_ASSIGNMENT_. Repeat each record below exactly as given.
---------- MATERIAL FOR THIS TASK
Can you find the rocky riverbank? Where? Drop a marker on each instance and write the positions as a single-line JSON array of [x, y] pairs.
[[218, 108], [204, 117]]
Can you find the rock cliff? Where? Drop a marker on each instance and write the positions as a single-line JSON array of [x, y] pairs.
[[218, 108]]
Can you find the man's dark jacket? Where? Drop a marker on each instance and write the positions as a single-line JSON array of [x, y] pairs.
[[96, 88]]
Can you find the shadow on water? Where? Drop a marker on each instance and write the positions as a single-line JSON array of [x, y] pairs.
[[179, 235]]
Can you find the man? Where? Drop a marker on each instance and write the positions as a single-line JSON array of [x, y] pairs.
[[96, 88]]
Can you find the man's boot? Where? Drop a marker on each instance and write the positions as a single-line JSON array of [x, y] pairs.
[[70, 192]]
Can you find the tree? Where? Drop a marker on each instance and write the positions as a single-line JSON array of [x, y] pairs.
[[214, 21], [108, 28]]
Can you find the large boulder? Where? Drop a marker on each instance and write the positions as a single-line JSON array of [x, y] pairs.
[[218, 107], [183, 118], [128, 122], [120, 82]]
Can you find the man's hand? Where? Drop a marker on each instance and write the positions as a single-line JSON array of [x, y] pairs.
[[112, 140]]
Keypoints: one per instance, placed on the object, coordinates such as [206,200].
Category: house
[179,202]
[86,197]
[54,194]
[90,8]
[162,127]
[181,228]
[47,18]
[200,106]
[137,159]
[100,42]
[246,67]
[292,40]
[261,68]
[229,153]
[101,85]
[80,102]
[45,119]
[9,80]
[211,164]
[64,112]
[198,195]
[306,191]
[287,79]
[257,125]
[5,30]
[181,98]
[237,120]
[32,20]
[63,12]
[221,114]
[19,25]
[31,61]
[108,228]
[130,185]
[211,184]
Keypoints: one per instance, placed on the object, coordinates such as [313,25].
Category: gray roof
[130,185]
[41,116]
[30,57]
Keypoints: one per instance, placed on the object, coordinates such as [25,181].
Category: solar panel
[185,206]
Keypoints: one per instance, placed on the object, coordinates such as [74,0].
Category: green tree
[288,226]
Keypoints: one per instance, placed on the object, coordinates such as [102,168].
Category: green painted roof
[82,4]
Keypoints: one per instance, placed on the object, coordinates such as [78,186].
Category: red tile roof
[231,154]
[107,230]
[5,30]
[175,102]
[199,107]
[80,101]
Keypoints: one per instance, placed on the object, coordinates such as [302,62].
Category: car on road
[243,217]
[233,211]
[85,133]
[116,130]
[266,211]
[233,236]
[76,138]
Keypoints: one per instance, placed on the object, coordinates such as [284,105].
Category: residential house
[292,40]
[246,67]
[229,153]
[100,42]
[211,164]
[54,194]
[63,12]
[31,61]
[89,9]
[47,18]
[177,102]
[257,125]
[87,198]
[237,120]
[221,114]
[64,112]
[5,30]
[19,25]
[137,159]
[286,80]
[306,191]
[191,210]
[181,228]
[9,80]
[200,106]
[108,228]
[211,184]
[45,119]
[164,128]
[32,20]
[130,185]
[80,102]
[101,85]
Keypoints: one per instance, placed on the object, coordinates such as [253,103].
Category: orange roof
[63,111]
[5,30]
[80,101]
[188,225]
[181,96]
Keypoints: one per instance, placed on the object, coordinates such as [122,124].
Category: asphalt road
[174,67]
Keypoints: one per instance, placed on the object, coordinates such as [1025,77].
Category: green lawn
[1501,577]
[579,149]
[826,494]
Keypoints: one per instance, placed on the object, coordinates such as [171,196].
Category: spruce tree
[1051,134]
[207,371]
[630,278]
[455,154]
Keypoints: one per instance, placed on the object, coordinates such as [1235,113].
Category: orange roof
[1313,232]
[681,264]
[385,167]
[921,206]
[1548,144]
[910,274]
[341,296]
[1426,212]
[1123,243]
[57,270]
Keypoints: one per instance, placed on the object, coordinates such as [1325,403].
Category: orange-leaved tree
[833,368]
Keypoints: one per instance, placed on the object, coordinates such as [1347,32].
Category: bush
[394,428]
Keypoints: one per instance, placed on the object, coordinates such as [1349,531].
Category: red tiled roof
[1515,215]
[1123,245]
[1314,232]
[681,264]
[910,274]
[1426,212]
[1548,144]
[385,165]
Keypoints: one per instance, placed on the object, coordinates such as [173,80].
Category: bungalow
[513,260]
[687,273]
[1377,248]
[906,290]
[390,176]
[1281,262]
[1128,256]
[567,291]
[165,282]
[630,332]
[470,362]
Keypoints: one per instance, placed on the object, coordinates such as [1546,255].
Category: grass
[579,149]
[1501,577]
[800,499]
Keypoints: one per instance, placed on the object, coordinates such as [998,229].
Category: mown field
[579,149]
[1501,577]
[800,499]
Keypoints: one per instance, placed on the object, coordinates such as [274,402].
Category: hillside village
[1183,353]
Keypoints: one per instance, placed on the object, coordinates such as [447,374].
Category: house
--------------------
_REPLY_.
Can you find the rocky riverbank? Where? Drop a marker on each instance and write the positions as a single-line JSON array of [x, y] pairs.
[[218, 108], [204, 117]]
Can you find the rock cliff? Where? Drop a marker on each instance and write the positions as a single-line JSON array of [x, y] pairs.
[[218, 108]]
Can you find the man's dark jacket? Where? Drop a marker on each instance and write the positions as a single-line JSON array of [x, y] pairs.
[[96, 88]]
Can you find the shadow on water? Where? Drop a marker on each instance and write the positions as a single-line JSON array of [x, y] pairs.
[[179, 235]]
Can you find the man? Where? Drop a marker on each instance and write the positions as a single-line JSON array of [x, y] pairs.
[[96, 88]]
Can you find the man's boot? Where? Drop a marker on each instance and write the positions as a single-line JSON array of [x, y] pairs.
[[70, 192]]
Can you find the tree? Where? Drop a marker on each instance and write the positions as a single-line JSON array of [x, y] pairs.
[[214, 21], [108, 28]]
Can you find the large boulder? Where? Drop a marker on each instance and write the positions as a single-line JSON array of [x, y] pairs.
[[218, 107], [183, 118], [128, 122], [120, 82]]
Can you find the man's hand? Where? Drop a marker on each instance and write the positions as a single-line JSON array of [x, y] pairs.
[[112, 140]]
Keypoints: one per instance, placed on the object, coordinates such as [206,200].
Category: house
[179,202]
[86,197]
[54,194]
[90,8]
[162,127]
[181,228]
[47,18]
[200,106]
[137,159]
[100,42]
[246,67]
[292,40]
[261,68]
[229,153]
[101,85]
[80,102]
[45,119]
[9,80]
[211,164]
[64,112]
[198,195]
[306,191]
[287,79]
[257,125]
[5,30]
[181,98]
[237,120]
[32,20]
[63,12]
[221,114]
[19,25]
[31,61]
[108,228]
[130,185]
[211,184]
Keypoints: one per instance, placed on the object, coordinates such as [313,25].
Category: gray roof
[130,185]
[41,116]
[30,57]
Keypoints: one per instance, placed on the object, coordinates such as [25,181].
Category: solar panel
[185,206]
Keypoints: one per instance, placed on the object, coordinates such as [74,0].
Category: green tree
[288,226]
Keypoints: one per instance, placed on the object, coordinates such as [102,168].
Category: green painted roof
[82,4]
Keypoints: one per instance, placed on the object, coordinates such as [78,186].
Category: red tile roof
[231,154]
[107,230]
[5,30]
[175,102]
[199,107]
[80,101]
Keypoints: one per instance, placed on the object, coordinates such as [302,62].
Category: car on road
[243,217]
[233,211]
[85,133]
[116,130]
[266,211]
[233,236]
[76,138]
Keypoints: one per instance, placed on the object, coordinates such as [284,105].
Category: residential house
[292,40]
[246,67]
[229,153]
[100,42]
[211,164]
[54,194]
[63,12]
[31,61]
[89,9]
[47,18]
[177,102]
[257,125]
[87,198]
[237,120]
[221,114]
[64,112]
[5,30]
[19,25]
[137,159]
[286,80]
[306,191]
[191,210]
[181,228]
[9,80]
[200,106]
[108,228]
[211,184]
[45,119]
[164,128]
[32,20]
[130,185]
[80,102]
[101,85]
Keypoints: one per instance, placed on the object, coordinates such as [253,103].
Category: orange roof
[63,111]
[5,30]
[80,101]
[188,225]
[181,96]
Keypoints: one per instance, placed on the object, coordinates such as [122,124].
Category: asphalt road
[174,67]
Keypoints: one per instance, placed on the object, coordinates such as [1025,77].
Category: green lawn
[1501,577]
[579,149]
[826,494]
Keypoints: one per instance, placed on the object, coordinates such as [171,196].
Category: spruce tree
[1051,134]
[207,371]
[630,278]
[455,154]
Keypoints: one per instance, placed on the object, coordinates such as [1235,113].
Category: orange roof
[1313,232]
[681,264]
[385,167]
[921,206]
[1548,144]
[910,274]
[341,296]
[1426,212]
[1123,243]
[57,270]
Keypoints: one per instance, placed on the object, coordinates such as [1325,403].
Category: orange-leaved tree
[833,368]
Keypoints: one per instance, placed on the object, coordinates such as [1347,32].
Category: bush
[394,428]
Keypoints: one per instance, placed on the object, coordinates such as [1349,531].
Category: red tiled roof
[1515,215]
[1123,245]
[1314,232]
[681,264]
[910,274]
[1426,212]
[1548,144]
[385,165]
Keypoints: one per instance, placed on the object, coordinates such as [173,80].
Category: bungalow
[513,260]
[687,273]
[1377,248]
[906,290]
[390,176]
[1281,262]
[1128,256]
[567,291]
[165,282]
[630,332]
[470,362]
Keypoints: one per instance, placed on the object, coordinates such as [1546,255].
Category: grass
[579,149]
[1501,577]
[800,499]
Keypoints: one per instance, placed on the object, coordinates such as [998,229].
Category: mown field
[579,149]
[1501,577]
[800,499]
Keypoints: one per instance, placed on the object, coordinates such as [274,402].
Category: hillside village
[1183,353]
Keypoints: one per instance, placed on the object, coordinates such as [447,374].
Category: house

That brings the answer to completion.